§ EXCERPTED DATA:
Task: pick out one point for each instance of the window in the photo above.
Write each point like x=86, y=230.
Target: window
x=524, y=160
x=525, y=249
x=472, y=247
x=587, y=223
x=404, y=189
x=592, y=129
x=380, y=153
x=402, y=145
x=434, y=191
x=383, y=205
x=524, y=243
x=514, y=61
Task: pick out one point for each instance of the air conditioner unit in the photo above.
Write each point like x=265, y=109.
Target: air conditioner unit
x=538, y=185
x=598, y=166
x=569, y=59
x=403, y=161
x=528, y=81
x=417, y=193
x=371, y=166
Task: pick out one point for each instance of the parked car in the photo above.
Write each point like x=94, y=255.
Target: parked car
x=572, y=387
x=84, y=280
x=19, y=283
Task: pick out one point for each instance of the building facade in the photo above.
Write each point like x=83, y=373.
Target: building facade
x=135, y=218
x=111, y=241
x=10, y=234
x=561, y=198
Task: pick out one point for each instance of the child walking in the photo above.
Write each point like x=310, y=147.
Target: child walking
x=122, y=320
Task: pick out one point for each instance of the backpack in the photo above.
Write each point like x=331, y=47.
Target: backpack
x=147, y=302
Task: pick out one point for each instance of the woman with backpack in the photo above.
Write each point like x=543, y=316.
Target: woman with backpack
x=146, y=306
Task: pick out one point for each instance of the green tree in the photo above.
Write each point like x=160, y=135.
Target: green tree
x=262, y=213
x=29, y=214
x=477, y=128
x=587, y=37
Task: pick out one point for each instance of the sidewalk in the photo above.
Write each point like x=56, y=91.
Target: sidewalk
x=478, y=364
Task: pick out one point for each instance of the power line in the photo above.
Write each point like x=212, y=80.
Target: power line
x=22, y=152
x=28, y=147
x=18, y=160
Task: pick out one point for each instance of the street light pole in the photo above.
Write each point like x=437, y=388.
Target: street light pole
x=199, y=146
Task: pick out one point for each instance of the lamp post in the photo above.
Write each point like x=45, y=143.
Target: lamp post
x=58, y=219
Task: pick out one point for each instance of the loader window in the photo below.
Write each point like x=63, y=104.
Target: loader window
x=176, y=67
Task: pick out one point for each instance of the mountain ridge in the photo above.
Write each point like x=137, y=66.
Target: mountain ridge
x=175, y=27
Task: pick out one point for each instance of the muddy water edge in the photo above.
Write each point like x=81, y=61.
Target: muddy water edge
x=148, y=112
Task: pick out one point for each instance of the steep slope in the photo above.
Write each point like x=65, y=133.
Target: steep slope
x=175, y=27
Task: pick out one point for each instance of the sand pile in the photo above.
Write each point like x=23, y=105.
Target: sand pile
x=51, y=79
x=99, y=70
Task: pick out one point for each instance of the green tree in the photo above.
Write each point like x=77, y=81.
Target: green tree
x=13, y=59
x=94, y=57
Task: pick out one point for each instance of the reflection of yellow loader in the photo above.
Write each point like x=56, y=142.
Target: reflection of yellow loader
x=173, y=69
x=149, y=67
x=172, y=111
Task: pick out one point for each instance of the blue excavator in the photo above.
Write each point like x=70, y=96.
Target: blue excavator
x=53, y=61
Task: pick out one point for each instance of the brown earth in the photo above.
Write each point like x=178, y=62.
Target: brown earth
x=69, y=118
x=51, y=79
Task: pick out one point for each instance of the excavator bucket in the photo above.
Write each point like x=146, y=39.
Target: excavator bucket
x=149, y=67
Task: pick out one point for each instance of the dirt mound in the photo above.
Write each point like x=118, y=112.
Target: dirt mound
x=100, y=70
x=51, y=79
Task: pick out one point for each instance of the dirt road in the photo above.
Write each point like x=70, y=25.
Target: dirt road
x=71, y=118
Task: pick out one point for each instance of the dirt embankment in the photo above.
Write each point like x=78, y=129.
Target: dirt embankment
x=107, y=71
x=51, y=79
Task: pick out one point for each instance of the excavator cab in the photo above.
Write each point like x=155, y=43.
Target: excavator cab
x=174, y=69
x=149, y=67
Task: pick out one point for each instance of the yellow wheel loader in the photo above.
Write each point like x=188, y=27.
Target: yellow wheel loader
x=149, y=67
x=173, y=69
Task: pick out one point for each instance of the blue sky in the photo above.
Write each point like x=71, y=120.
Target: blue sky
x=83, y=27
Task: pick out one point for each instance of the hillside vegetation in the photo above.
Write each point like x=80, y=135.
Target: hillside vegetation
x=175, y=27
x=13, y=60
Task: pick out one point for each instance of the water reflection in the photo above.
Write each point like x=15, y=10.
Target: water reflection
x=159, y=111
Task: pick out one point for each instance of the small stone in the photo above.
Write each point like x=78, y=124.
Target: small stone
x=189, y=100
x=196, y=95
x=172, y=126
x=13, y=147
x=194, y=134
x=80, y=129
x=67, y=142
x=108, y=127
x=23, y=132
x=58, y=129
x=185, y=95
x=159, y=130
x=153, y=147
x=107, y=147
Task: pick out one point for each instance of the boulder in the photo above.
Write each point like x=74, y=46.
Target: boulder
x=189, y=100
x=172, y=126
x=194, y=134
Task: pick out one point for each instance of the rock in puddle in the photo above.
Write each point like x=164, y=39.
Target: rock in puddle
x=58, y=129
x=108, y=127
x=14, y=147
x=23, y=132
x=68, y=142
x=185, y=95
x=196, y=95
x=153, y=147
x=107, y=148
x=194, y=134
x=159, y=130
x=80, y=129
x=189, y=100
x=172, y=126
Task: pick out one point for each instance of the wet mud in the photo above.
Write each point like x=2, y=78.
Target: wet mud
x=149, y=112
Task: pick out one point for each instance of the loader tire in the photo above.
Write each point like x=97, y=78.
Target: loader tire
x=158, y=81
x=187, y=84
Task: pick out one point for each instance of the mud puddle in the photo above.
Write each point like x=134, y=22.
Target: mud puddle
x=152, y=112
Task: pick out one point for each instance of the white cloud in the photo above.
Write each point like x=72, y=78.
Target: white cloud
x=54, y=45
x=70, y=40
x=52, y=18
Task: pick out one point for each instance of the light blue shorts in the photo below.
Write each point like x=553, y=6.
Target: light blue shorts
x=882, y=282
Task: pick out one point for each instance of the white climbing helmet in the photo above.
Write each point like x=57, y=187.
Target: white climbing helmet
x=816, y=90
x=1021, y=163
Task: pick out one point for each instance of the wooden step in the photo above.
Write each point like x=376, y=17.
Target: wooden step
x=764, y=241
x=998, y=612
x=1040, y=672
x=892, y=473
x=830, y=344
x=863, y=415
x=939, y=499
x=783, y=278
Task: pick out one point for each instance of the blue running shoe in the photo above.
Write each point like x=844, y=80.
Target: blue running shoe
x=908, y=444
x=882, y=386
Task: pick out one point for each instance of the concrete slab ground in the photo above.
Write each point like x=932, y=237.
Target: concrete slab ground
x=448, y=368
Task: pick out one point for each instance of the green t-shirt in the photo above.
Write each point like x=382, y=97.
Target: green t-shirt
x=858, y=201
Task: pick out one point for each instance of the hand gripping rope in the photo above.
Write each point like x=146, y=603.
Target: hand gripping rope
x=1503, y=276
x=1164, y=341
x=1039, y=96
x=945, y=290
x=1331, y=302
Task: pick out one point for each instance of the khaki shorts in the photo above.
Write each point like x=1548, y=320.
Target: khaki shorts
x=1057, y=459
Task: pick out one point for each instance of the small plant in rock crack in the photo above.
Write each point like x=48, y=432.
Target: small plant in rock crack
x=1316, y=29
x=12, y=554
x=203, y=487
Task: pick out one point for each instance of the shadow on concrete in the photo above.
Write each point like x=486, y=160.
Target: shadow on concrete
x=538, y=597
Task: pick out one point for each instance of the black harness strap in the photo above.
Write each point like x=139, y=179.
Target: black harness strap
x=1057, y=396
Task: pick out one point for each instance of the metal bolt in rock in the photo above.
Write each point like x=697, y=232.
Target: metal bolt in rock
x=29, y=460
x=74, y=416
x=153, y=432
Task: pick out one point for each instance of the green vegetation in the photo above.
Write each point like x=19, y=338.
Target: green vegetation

§ WORK TASK: Everything before the line containing "crack in the photo above." stays out. Write out that line and the rest of the entries exactly.

§ YOUR RESPONSE:
Task: pick out one point for each instance of the small plant in rock crack in the photo above.
Write each point like x=48, y=432.
Target: small plant in rock crack
x=1316, y=29
x=12, y=554
x=203, y=487
Task: pick out one point for each instance of the shadow on concrete in the photo above.
Write each point like x=486, y=160.
Target: shadow on concrete
x=538, y=597
Task: pick out one point for each instance of the black harness strap in the photo above.
Write each point like x=139, y=179.
Target: black harness strap
x=1057, y=396
Task: pick out one point for each instance of the metal bolt in rock in the photo above.
Write each point like x=697, y=232.
Target: metal bolt in rock
x=29, y=460
x=74, y=416
x=153, y=432
Task: pick out one point for each instance of the green vegetation in the photo above.
Write each point like x=19, y=338.
Target: green vegetation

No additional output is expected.